## PROVIDED TEXT
════

Hatchling and young red-footed tortoises have much rounder and flatter carapaces that start off as mostly pale yellow to brown. New growth adds dark rings around the pale center to each scute. The marginals of very young red-footed tortoise are serrated, especially over the hind limbs. This probably aids in both camouflage against the leaf litter and in making the small animals harder to eat. Young tortoises are generally more colorful overall.
Redfoot tortoises that live outdoors are tolerant to various temperature ranges. High temperatures are generally not going to be a problem provided that the tortoise has a shaded area to escape to if desired and constant access to water to soak in and drink.
We keep our adult red-footed tortoises outdoors in Las Vegas with temperatures of up to 115 degrees Fahrenheit occasionally and have had no losses to heat. Keep in mind the fact that our red-footed tortoise “jungle” is sprayed with sprinklers several times a day, which lowers the overall temperature in that area and raises humidity. The entire area is covered with 80 percent shade cloth.
The tortoises themselves can also handle surprisingly cold temperatures, as low as 45 degrees, with no problems. When nighttime temperatures drop below 50 degrees, a heated hide box should be provided that maintains at least 60 degrees at night (in the 70s is better), or the tortoises should be brought in during those times. Red-footed tortoises are kept outdoors year round in some parts of the country where nighttime lows in the winter are 20 degrees (including here in Las Vegas). It is absolutely required that these tortoises are checked on each evening to make sure they get into a heated area and do not fall asleep out in the open and become exposed to cold temperatures at night.

════

(Stored records)

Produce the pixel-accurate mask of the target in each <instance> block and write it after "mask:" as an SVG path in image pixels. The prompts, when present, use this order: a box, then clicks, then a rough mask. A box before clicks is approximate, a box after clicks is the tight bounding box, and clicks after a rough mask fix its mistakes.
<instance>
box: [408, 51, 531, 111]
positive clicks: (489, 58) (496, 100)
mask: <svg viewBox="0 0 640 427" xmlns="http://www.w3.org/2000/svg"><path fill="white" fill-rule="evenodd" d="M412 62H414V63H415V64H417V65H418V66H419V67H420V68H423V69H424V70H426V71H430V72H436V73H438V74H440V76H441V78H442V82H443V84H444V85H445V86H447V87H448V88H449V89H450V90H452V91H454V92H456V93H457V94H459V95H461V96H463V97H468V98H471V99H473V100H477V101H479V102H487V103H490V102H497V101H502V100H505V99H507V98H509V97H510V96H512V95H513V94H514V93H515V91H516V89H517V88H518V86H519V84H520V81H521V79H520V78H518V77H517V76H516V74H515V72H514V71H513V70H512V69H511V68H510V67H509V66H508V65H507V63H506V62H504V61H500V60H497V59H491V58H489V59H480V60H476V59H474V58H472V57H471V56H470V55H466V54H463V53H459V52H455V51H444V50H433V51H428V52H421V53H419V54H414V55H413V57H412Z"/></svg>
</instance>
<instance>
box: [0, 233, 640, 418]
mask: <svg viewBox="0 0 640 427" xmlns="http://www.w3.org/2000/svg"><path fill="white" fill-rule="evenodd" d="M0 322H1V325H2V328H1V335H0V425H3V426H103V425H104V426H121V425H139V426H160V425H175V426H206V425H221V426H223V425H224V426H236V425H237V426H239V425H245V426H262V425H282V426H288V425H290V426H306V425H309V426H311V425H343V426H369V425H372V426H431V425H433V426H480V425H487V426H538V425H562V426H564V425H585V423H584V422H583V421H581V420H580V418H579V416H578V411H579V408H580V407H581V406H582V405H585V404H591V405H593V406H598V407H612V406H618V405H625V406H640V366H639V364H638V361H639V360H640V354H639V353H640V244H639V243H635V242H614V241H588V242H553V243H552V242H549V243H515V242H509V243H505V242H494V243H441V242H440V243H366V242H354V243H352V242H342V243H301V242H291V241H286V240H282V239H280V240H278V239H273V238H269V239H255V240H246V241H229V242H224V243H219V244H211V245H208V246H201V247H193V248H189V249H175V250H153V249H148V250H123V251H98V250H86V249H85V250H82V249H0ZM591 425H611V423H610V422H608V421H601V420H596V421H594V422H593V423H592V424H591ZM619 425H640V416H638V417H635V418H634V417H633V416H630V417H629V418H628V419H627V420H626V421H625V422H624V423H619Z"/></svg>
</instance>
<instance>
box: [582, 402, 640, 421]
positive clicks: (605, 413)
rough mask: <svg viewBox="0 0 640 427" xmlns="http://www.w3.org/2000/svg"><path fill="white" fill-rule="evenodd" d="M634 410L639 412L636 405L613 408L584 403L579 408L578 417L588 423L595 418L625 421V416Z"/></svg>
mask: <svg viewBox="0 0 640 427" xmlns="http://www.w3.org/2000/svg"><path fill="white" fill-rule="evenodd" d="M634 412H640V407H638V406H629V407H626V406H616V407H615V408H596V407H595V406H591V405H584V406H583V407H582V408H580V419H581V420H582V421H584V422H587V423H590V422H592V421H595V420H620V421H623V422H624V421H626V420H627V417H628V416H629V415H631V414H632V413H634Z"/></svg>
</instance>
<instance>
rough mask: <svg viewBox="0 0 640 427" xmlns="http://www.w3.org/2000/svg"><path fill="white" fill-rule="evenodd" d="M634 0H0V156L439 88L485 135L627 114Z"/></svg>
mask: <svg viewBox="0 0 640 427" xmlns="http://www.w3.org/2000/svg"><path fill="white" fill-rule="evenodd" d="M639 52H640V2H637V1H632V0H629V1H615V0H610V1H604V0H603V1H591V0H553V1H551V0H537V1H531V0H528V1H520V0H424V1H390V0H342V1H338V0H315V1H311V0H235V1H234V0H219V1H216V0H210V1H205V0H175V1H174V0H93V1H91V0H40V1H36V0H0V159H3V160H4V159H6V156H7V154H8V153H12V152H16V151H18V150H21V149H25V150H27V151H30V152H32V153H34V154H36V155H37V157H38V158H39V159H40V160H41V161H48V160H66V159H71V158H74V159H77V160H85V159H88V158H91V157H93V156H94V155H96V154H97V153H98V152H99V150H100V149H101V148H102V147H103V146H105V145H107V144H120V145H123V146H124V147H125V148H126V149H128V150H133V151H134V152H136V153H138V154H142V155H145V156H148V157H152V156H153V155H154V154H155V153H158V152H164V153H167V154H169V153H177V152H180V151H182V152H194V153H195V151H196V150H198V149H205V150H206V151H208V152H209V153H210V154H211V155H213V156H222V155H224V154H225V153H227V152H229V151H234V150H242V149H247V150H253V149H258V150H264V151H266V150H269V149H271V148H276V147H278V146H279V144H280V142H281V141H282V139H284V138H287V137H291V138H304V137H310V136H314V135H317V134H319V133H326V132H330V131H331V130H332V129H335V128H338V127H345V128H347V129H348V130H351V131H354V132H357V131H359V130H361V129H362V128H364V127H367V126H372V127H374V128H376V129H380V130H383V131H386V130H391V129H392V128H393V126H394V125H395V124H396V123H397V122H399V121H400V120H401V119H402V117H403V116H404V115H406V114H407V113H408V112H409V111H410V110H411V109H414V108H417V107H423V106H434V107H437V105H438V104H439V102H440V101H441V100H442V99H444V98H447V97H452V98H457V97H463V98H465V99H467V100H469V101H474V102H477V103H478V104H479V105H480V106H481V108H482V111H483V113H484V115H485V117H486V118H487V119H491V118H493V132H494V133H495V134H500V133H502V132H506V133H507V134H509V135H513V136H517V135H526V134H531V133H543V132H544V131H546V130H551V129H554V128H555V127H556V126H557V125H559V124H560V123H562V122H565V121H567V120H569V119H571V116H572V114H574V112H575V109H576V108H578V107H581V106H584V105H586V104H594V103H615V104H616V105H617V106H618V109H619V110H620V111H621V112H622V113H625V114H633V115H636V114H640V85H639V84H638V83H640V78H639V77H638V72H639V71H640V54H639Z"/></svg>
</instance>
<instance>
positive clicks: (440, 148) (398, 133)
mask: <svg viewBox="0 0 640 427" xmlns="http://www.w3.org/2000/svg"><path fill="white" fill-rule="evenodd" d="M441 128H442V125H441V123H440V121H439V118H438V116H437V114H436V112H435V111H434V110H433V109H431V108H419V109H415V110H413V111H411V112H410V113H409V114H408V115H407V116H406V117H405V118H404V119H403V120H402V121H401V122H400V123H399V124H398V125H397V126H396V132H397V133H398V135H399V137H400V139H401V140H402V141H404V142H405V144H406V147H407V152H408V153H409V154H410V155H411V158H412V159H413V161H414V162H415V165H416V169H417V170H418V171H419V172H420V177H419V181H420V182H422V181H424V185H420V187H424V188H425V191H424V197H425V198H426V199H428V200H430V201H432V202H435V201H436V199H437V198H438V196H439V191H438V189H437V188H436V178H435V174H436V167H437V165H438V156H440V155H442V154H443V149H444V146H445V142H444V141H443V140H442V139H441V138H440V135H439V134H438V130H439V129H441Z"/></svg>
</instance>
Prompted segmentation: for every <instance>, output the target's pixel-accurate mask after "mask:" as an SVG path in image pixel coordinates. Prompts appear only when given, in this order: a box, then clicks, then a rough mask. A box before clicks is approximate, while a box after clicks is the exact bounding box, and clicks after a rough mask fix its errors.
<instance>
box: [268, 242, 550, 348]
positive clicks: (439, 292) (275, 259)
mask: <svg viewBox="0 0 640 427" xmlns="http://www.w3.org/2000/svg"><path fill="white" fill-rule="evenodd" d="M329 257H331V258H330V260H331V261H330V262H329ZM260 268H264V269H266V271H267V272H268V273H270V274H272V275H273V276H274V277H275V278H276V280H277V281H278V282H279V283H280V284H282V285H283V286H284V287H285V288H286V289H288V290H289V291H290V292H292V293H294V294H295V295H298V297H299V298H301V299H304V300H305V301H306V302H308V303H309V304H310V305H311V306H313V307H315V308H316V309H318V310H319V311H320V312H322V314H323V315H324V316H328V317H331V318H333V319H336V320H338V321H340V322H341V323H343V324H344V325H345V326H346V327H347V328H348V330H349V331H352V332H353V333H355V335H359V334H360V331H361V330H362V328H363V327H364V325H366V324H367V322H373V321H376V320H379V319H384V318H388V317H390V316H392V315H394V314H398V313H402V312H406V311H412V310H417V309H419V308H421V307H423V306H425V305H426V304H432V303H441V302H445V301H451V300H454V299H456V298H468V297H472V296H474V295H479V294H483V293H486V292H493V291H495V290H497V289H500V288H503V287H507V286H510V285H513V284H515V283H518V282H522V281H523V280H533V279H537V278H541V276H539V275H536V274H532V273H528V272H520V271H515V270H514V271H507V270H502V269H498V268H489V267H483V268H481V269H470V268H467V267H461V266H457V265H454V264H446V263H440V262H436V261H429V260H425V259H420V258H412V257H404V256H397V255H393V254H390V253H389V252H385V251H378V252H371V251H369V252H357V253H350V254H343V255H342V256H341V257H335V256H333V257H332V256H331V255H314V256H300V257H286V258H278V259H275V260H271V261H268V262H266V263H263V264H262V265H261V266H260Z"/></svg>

════

## LIST OF TASKS
A. Answer these questions from the red-footed tortoise text:
(i) What color are the carapaces of hatchling red-footed tortoises when they start off?
(ii) What percentage of shade cloth covers the entire outdoor area?
(iii) Below what nighttime temperature should a heated hide box be provided?
B. Print the red-footed tortoise text from "Hatchling and young" up to and including "in and drink.".
Nothing in the listing is needed.

## EXPECTED OUTPUTS
A.
(i) Mostly pale yellow to brown.
(ii) 80 percent.
(iii) 50 degrees.

B.
Hatchling and young red-footed tortoises have much rounder and flatter carapaces that start off as mostly pale yellow to brown. New growth adds dark rings around the pale center to each scute. The marginals of very young red-footed tortoise are serrated, especially over the hind limbs. This probably aids in both camouflage against the leaf litter and in making the small animals harder to eat. Young tortoises are generally more colorful overall.
Redfoot tortoises that live outdoors are tolerant to various temperature ranges. High temperatures are generally not going to be a problem provided that the tortoise has a shaded area to escape to if desired and constant access to water to soak in and drink.